SUPPLIED MATERIAL below:

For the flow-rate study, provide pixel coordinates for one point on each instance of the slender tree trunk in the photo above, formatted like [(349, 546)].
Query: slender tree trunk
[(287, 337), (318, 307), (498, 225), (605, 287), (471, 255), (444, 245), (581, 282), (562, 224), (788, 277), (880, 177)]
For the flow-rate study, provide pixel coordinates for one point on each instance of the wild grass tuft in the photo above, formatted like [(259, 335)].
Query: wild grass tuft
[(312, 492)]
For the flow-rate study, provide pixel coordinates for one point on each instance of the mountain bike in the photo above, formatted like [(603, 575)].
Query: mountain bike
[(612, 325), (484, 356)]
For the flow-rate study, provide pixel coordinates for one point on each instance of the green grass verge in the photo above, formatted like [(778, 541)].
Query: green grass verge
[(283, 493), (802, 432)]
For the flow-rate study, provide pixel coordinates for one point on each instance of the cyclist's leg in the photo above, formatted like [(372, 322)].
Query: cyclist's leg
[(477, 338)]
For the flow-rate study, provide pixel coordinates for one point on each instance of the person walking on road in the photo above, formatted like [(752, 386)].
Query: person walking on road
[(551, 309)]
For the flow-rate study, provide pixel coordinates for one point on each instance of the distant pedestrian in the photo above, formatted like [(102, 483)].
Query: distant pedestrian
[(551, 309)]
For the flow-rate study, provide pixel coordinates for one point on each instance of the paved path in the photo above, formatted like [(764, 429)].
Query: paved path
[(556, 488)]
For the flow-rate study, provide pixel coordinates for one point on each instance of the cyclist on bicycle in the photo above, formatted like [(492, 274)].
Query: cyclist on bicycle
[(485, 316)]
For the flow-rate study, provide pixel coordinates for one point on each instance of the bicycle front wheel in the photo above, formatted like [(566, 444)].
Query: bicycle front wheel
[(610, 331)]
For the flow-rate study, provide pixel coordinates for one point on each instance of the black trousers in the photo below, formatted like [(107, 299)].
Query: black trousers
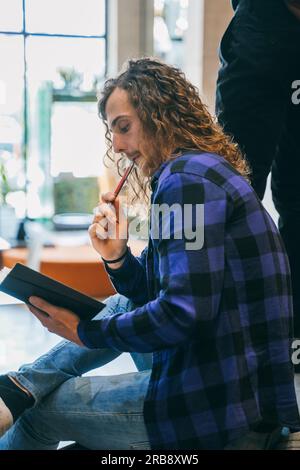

End of SUPPLIED MATERIAL.

Extract all lines of the records above that include "flow".

** EXPECTED ANSWER **
For the flow-rate study, provide pixel coordinates for one point on each instance of the slender tree trunk in the photo above, formatted like [(349, 546)].
For the flow-rate study, provide pixel coordinates for one point on each instance of the wild grass tuft in the photo above, formatted like [(259, 335)].
For the flow-rate study, provide pixel coordinates for one point on each instance of the mountain bike in the photo above, formatted like [(603, 575)].
For the flow-rate study, provide pixel coordinates for one point on each instance of the green grass verge in the photo above, formatted like [(778, 541)].
For the flow-rate study, provide pixel coordinates for one point on each instance of the cyclist's leg in the photo above, formatted like [(372, 322)].
For the flow-rate study, provide pixel coordinates for one point on each instance of the person walking on road in the photo above, formatted like [(752, 386)].
For the flow-rate study, provide pixel coordinates for one point on each instance of the distant pedestrian in the photo above, formatted like [(102, 483)].
For the flow-rate study, provide pixel coordinates for one point on each instance of the paved path in the photo above, formatted like [(764, 429)].
For the flow-rate study, provide pixel coordinates for one point on each instance of the cyclist on bicycle in the photo above, formatted like [(492, 274)].
For the flow-rate study, provide pixel coordinates for one point on each instance of the bicycle front wheel in the photo above, formatted like [(566, 444)].
For the flow-rate study, provide pixel coordinates for one point on each instance of the black trousers in the photo below, formatted like [(107, 299)].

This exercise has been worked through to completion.